-- begin --

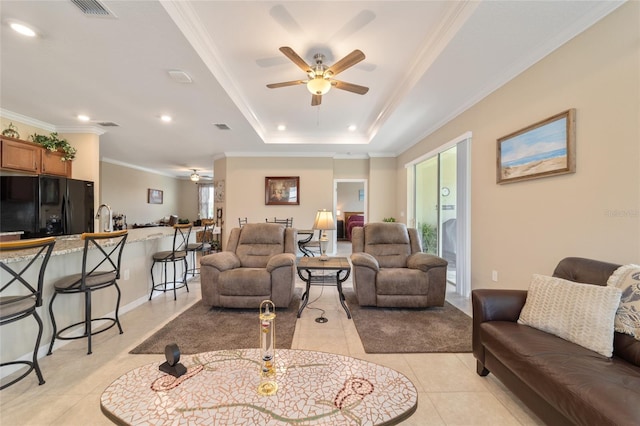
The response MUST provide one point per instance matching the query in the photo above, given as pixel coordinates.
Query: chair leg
(53, 323)
(87, 318)
(185, 274)
(36, 366)
(118, 308)
(153, 283)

-- end --

_TASK DIRECTIONS_. Reproduce the records above word for word, omitting any pictures.

_TASK OUTPUT_.
The response MUST provide one point per instance matching the query in the photo above, given as pixel coordinates.
Query: chair leg
(53, 323)
(87, 318)
(185, 274)
(36, 366)
(118, 308)
(153, 283)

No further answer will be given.